**Tasks to carry out**:
a. Answer these from the passage on Norwegian oil and gas, one answer per line, marked the same way:
(i) What argument did Norway make from the start?
(ii) What body was in effect the "board room"?
(iii) Which company was appointed the royal seller of Norwegian gas?
b. Summarize the passage on Norwegian oil and gas in two sentences.
c. Retype the section of the passage on Norwegian oil and gas that begins with the words "Strategy for small" and ends with "box, p. 22).".

___ Passage given ___

A similar development now has started in natural gas. The changes that will be necessary are likely to be strongly rooted in the past 40 years of European natural gas history.
Strategy for small players
Oil is a complex international commodity handled by big international companies. Gas is largely a regional and smaller-scale commodity, but with a history of statutory monopolies or "privileges." The Norwegian arguments were simple from the start: Buyer power must be matched by seller power. Behind closed doors, the case often was made that the international oil and gas companies could not be trusted to protect Norwegian interests.7
The government's involvement in oil and gas was significant from the beginning (see box, p. 22).
Principles such as national sovereignty of natural resources, a depletion policy based on maximum extraction of reserves, and a Norwegian-led development formed the political and commercial agenda. The international oil companies definitely felt the culture clash. A "Nor-way" was developed that also was cemented in legislation, technical standards, and solutions, as well as commercial arrangements.
In this setting, the parliament was in effect the "board room," and the national oil company Statoil8 was the commercial tool and policy executive. Statoil became synonymous with Norwegian oil and gas, and effectively was also appointed the royal seller of Norwegian gas.

___ Raw data ___

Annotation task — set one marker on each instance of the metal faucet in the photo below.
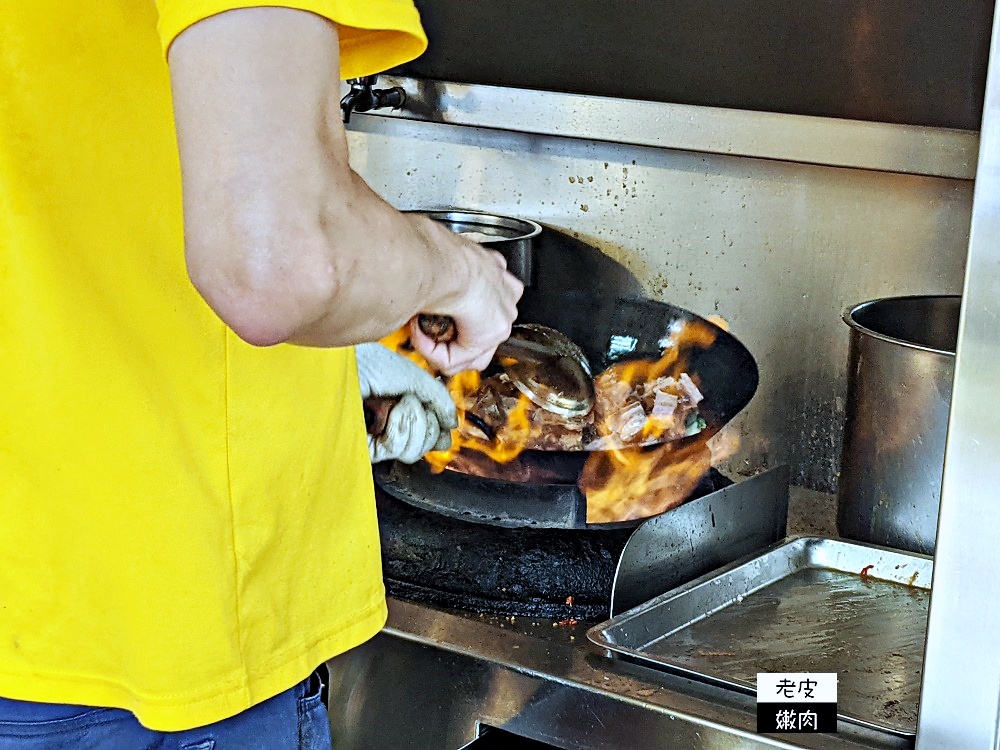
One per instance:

___

**Task-by-task results**:
a.
(i) Buyer power must be matched by seller power.
(ii) The parliament.
(iii) Statoil, the national oil company.

b. Norway argued that buyer power must be matched by seller power, and its government was heavily involved in oil and gas from the start, guided by national sovereignty over resources, maximum extraction of reserves, and Norwegian-led development. The parliament acted in effect as the "board room," and the national oil company Statoil served as the commercial tool and policy executive and was appointed the royal seller of Norwegian gas.

c.
Strategy for small players
Oil is a complex international commodity handled by big international companies. Gas is largely a regional and smaller-scale commodity, but with a history of statutory monopolies or "privileges." The Norwegian arguments were simple from the start: Buyer power must be matched by seller power. Behind closed doors, the case often was made that the international oil and gas companies could not be trusted to protect Norwegian interests.7
The government's involvement in oil and gas was significant from the beginning (see box, p. 22).